━━━ Page excerpt

A couple of market highlights. It's good to see that all our efforts we put in a specification, and then our specification teams continue to pay off in all three geographical divisions, also in EMEA, you see here -- met by example for EMEA.
And then you might have seen that announcements of Apple that they are also now focusing on the university, vertical and it's in that called collaboration that we've got a nice order at Clemson University, for a combined offering of HID technology together with electronic locks of the Americas. We’re also one of the founding partners of the FiRa Consortium, and together with Samsung and a couple of other big multinationals.
The idea there is we need to promote and provide brand technology in our Access Control fields. And then we launched several new products in our smart residential space.
Another quarter with positive organic growth, now 26 consecutive quarters with positive organic growth. I think a very nice track record.
And our operating margin slightly below our bandwidth, where we want to be up 16% to 17% that's slightly slowly getting back into that bandwidth and then the EBITDA margin right in the middle of that 16% to 17%. So if you can keep operating margins stable on a high level, then you can increase your top line, you can accelerate your operating profits, 14% up in the quarter as compared to the same quarter last year, 67% up in the last five years.
The acquisitions have been a very active quarter, with four acquisitions completed in the quarter and 10 year-to-date. And those 10 acquisitions represent an acquired annualized sales of SEK2.4 billion.
We are still working on closing agta record and LUX-IDent. agta record is now expected to close early beginning of next year, and LUX-IDent we will close this quarter.
So more information on a couple of the acquisitions we did in the quarter. Life Safety Power, an American supplier of smart access control policy solutions.
There were sales of SEK290 million, 65 employees complementing nicely our Access Control portfolio and that acquisition will be accretive to the EPS as of the start. Placard, Australian secure parts manufacturer, reached sales of SEK420 million and the 70 [ph] employees announcing our position in the smart card market in Oceania, and also this one will be accretive to EPS from the start.
And then LUX-IDent, a Czech RFID component provider with sales of SEK180 million and its 45 employees enhancing nicely our RFID component offering and optimizing our ASSA ABLOY operations footprint in the sense that we were very dependent on one factory in Asia for these RFID compounds. Now with this LUX-IDent acquisition we can leverage operations in a much better way.
And these acquisition will be neutral to EPS. If we then go into the different divisions starting with EMEA, an organic sales growth of 3%, I believe a good results if we take into account market conditions in Europe, with a very strong growth in the Middle East, strong growth in East Europe, but negative growth in Finland, U.K.
and South Europe. You will remember from Q2 that there are concerns in Scandinavia that we are not sure if the downtown in Scandinavia was a temporary thing or a more permanent thing.
We have seen again good growth in Scandinavia. Of course, with one working day more as compared to the same quarter last year.
It was -- that was geographically almost right because we haven't seen that negative growth in Finland, rather than in Scandinavia. Now in Finland definitely we see market conditions going down.
Same is true for U.K. as I mentioned earlier.

━━━━━━

• Brief 1
According to the earnings call excerpt, how many consecutive quarters of positive organic growth has the company now had?

━━━ Data for this task

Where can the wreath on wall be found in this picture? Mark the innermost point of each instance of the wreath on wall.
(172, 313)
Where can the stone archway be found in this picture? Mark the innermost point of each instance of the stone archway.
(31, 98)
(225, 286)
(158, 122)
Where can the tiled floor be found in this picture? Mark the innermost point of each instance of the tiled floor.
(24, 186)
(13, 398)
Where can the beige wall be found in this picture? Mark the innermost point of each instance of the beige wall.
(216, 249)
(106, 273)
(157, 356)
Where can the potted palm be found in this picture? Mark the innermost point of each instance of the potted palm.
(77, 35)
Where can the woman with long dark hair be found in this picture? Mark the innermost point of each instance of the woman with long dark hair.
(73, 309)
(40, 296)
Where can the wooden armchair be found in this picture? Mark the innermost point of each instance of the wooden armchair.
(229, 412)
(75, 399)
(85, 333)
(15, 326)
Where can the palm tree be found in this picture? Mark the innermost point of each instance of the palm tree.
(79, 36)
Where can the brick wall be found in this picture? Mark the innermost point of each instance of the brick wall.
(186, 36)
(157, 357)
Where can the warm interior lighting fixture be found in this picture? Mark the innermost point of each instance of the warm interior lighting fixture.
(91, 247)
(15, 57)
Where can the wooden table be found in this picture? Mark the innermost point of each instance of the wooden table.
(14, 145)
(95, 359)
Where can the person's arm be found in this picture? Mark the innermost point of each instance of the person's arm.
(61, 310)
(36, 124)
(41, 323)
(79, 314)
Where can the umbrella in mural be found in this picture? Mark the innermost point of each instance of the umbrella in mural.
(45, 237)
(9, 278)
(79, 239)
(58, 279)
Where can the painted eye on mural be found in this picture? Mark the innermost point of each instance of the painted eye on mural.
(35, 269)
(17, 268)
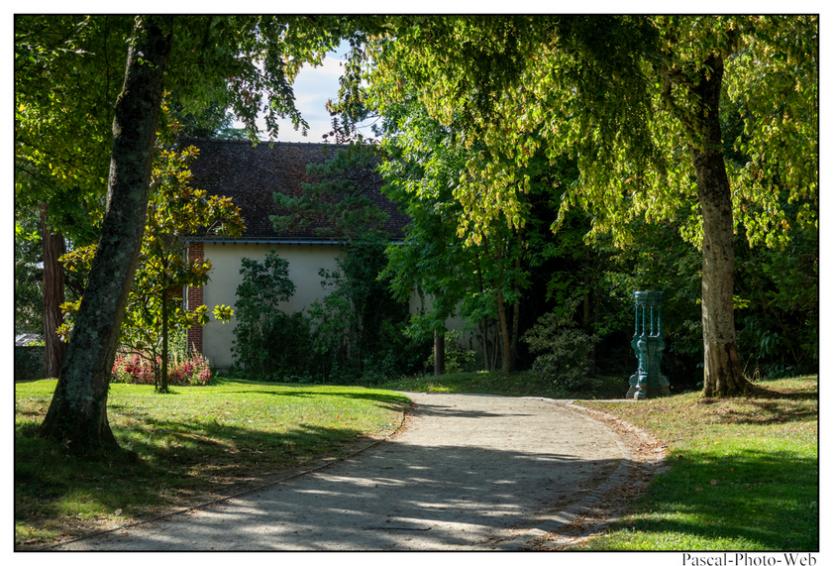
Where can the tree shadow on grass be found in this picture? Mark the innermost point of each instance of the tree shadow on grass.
(767, 499)
(163, 463)
(384, 400)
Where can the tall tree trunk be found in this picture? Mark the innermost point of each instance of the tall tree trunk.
(505, 339)
(77, 416)
(53, 295)
(163, 388)
(439, 352)
(722, 375)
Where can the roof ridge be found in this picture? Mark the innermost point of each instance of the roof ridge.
(259, 142)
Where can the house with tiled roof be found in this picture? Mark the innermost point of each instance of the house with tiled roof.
(250, 175)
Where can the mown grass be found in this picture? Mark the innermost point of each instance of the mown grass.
(742, 473)
(520, 384)
(183, 448)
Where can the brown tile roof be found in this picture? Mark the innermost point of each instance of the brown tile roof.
(250, 174)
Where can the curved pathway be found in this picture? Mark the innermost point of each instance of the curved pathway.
(468, 472)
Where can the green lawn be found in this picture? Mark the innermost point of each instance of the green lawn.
(515, 384)
(743, 474)
(186, 447)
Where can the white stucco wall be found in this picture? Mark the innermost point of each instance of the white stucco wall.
(305, 261)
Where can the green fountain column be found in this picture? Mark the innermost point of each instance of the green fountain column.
(648, 345)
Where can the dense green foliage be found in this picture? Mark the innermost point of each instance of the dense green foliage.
(155, 311)
(268, 342)
(499, 128)
(356, 330)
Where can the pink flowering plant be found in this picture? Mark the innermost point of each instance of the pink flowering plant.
(192, 369)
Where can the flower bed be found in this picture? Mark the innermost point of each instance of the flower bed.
(133, 368)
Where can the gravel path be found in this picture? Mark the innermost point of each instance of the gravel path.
(468, 472)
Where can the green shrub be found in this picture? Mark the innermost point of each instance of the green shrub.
(457, 357)
(563, 352)
(268, 342)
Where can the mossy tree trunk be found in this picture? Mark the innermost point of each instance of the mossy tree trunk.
(77, 416)
(439, 352)
(722, 374)
(53, 295)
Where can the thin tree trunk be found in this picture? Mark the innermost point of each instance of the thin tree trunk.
(722, 374)
(439, 352)
(163, 388)
(516, 322)
(77, 416)
(53, 295)
(505, 340)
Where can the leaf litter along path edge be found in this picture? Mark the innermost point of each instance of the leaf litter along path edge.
(467, 472)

━━━━━━

• Brief 2
Please turn everything in the entries, from the line containing "Where can the flower" down to the end of the entries, into a numbered list, leaving out any blank lines.

• Full output 1
26 consecutive quarters.

• Full output 2
1. Where can the flower bed be found in this picture? Mark the innermost point of each instance of the flower bed.
2. (133, 368)
3. Where can the gravel path be found in this picture? Mark the innermost point of each instance of the gravel path.
4. (468, 472)
5. Where can the green shrub be found in this picture? Mark the innermost point of each instance of the green shrub.
6. (457, 357)
7. (563, 352)
8. (268, 342)
9. Where can the mossy tree trunk be found in this picture? Mark the innermost point of each instance of the mossy tree trunk.
10. (77, 416)
11. (439, 352)
12. (722, 374)
13. (53, 295)
14. Where can the thin tree trunk be found in this picture? Mark the innermost point of each instance of the thin tree trunk.
15. (722, 374)
16. (439, 352)
17. (163, 388)
18. (516, 322)
19. (77, 416)
20. (53, 295)
21. (505, 340)
22. Where can the leaf litter along path edge be found in this picture? Mark the innermost point of each instance of the leaf litter along path edge.
23. (467, 472)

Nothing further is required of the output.